DESCRIPTION OF THE TASK: Please gather every line in the listing below that contains the word "building", treating uppercase and lowercase as different.

DATASET RECORDS:
+--

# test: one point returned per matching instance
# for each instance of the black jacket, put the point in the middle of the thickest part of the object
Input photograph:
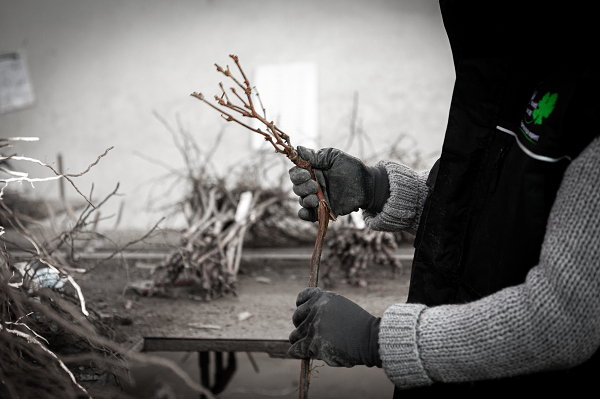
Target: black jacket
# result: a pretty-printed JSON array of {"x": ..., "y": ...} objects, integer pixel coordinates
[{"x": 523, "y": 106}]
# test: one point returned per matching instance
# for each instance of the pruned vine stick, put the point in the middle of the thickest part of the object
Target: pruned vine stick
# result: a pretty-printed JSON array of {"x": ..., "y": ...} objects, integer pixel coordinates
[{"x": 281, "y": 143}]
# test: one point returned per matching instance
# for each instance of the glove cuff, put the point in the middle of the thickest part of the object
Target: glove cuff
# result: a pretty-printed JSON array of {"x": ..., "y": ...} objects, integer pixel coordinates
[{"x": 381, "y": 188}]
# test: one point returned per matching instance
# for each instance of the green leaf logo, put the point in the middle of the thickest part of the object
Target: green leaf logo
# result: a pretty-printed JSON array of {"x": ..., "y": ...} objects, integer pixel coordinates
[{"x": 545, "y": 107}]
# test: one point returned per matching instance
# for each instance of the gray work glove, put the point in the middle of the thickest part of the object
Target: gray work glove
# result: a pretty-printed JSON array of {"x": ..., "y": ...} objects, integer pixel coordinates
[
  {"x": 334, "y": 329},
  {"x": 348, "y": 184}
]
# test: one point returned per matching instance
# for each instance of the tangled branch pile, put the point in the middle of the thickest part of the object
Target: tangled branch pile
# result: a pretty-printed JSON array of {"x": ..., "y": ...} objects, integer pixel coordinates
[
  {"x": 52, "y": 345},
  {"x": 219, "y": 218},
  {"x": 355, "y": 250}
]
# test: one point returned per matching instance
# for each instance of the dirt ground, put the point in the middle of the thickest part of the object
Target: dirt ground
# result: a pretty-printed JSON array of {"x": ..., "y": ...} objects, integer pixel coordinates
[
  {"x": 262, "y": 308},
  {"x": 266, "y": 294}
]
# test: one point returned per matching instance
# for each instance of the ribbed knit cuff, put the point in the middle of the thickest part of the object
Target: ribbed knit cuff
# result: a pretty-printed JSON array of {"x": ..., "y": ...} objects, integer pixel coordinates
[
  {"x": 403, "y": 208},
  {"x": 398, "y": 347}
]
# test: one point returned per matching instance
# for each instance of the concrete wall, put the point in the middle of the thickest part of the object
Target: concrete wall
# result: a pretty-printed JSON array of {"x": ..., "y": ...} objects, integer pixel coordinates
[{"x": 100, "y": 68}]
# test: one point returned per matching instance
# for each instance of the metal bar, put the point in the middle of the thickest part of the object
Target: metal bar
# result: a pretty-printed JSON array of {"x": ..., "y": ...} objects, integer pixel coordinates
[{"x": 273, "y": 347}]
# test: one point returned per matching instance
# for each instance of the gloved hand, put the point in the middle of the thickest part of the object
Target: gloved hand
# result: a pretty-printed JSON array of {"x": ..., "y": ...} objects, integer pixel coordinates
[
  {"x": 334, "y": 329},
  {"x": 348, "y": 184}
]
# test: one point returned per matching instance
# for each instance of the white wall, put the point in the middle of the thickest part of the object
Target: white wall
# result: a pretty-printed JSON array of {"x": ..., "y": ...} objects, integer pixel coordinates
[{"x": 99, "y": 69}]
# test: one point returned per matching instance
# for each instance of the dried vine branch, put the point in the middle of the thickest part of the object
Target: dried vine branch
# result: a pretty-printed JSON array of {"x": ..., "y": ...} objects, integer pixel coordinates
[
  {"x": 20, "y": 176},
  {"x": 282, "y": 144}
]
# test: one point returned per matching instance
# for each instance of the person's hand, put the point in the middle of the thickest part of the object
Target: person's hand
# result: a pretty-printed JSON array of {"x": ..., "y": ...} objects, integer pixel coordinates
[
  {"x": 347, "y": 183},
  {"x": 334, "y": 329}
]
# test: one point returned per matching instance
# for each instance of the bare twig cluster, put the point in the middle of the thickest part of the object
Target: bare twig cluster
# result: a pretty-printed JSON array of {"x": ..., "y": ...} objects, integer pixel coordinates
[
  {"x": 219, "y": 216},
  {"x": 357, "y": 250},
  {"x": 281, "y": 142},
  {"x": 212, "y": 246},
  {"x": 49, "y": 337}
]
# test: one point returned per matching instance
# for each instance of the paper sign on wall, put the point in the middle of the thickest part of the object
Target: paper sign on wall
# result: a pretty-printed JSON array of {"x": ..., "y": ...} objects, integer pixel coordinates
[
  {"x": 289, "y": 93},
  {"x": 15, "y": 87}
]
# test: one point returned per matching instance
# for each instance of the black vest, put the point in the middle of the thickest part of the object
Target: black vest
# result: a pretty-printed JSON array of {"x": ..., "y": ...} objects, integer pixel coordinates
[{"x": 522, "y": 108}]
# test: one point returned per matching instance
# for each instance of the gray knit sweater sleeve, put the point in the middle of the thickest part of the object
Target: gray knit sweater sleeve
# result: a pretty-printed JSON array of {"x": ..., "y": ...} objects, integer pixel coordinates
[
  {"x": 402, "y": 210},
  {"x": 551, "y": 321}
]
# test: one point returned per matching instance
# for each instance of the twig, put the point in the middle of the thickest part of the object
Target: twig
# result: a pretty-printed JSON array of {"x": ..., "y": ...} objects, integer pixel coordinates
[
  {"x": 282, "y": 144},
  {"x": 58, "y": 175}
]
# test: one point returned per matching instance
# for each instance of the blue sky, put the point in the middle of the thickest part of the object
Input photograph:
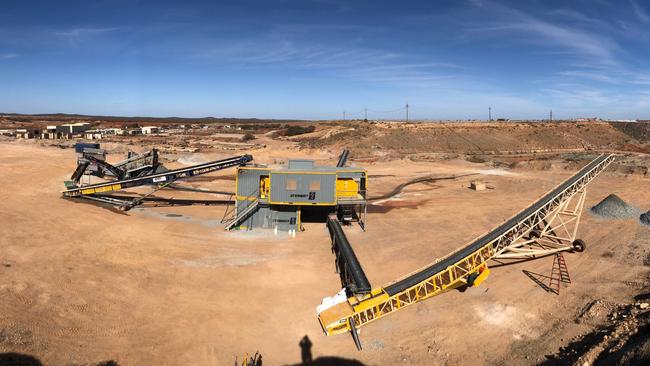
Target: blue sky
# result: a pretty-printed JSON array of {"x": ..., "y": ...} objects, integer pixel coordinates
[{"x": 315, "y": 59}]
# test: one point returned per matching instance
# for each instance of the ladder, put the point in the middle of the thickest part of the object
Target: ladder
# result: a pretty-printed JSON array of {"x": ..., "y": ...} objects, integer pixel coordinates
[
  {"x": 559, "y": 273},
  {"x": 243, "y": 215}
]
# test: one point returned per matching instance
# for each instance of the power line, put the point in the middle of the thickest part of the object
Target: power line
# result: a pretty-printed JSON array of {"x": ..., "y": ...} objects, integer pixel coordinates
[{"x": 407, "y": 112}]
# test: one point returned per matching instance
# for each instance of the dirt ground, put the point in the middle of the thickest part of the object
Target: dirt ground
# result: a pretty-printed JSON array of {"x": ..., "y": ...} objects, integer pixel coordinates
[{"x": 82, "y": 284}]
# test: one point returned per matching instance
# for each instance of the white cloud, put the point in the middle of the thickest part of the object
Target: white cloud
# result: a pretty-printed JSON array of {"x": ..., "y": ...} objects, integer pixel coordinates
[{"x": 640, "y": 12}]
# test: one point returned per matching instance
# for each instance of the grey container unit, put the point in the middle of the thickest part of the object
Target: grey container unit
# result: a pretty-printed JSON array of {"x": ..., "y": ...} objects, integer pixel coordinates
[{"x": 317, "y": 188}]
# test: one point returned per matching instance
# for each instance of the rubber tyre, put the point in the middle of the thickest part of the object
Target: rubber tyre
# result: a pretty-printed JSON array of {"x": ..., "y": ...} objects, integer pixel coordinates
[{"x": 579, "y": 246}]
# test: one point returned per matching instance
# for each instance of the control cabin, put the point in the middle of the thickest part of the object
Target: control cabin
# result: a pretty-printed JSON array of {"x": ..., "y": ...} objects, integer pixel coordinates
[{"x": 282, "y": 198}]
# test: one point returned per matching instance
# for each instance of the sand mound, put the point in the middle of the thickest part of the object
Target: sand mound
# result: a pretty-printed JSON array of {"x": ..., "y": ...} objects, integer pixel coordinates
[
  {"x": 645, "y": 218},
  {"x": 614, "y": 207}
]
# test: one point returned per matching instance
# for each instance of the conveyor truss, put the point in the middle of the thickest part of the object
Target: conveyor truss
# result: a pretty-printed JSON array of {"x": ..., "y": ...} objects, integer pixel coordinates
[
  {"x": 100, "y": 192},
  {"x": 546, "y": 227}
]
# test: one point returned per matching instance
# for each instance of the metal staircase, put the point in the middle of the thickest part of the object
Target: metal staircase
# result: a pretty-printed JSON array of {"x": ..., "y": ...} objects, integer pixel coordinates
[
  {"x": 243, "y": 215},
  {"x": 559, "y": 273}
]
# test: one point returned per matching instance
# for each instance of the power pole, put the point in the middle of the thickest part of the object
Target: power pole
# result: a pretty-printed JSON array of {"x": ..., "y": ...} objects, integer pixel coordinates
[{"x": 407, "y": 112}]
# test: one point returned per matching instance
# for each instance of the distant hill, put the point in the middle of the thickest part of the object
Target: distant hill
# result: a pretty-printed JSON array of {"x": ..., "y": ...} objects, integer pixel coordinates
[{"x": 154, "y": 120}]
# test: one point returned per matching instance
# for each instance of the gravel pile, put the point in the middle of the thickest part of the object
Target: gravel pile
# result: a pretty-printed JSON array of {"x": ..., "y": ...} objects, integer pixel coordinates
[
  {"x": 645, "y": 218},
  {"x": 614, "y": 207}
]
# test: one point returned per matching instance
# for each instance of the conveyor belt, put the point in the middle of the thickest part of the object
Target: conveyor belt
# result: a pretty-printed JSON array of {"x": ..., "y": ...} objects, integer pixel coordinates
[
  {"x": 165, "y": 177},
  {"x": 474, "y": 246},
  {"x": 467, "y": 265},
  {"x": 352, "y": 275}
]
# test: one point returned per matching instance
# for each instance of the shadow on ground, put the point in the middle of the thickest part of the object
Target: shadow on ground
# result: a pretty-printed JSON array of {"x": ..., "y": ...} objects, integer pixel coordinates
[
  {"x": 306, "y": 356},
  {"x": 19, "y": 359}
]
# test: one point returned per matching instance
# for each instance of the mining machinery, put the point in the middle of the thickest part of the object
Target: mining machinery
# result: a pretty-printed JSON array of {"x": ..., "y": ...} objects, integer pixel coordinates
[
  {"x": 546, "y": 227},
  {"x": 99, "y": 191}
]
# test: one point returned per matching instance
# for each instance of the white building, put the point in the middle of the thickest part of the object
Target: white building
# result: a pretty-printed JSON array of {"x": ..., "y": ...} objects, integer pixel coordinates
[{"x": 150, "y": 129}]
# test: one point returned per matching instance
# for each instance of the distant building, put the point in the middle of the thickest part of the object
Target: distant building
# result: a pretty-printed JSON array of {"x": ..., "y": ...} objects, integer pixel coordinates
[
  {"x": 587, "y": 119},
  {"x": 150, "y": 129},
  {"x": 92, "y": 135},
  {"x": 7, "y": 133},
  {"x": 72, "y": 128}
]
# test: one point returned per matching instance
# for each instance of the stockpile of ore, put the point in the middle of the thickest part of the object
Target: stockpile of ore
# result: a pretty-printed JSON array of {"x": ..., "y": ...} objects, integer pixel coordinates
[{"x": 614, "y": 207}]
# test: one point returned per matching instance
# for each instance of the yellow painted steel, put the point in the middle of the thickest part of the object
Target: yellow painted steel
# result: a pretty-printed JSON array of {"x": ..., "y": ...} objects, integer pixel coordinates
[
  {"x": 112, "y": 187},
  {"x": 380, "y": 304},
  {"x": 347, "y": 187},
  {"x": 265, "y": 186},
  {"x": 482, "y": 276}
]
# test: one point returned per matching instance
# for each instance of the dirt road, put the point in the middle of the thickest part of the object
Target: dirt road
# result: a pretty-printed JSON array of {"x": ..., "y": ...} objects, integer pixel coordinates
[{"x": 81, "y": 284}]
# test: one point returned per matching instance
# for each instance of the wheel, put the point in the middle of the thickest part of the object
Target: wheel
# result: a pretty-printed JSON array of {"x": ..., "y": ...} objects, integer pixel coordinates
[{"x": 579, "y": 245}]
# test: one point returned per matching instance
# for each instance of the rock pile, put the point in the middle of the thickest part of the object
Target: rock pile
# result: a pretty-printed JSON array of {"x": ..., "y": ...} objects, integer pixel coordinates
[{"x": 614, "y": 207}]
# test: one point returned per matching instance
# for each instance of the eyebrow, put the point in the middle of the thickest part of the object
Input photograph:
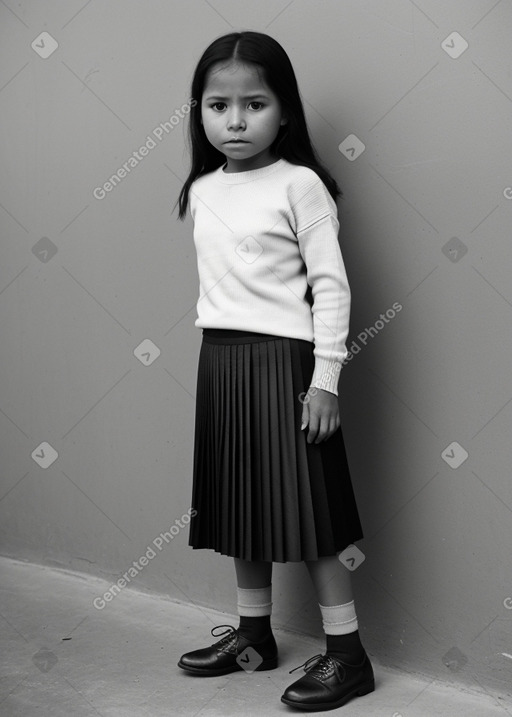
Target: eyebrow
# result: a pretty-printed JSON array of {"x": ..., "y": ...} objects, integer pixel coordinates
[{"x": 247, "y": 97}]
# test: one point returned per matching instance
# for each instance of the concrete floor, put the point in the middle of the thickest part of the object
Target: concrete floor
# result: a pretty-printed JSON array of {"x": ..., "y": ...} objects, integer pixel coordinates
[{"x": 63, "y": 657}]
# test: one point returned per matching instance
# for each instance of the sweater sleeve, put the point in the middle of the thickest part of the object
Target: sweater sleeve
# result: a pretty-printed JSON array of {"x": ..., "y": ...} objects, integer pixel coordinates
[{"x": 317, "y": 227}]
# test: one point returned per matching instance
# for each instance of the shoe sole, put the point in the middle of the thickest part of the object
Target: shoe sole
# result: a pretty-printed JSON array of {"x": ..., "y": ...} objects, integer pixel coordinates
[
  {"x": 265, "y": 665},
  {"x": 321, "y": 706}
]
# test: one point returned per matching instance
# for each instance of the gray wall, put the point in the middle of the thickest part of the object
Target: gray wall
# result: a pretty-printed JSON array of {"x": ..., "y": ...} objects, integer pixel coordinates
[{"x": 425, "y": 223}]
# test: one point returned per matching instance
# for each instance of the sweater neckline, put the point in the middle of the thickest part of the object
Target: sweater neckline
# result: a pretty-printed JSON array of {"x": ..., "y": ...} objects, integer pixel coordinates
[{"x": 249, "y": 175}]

+--

RESPONSE TO THE TASK:
# for each instance of the white building, put the point in the middle of the thickest part of the object
Target: white building
# for each instance of the distant building, put the point in the middle of the thickest part of the object
Target: distant building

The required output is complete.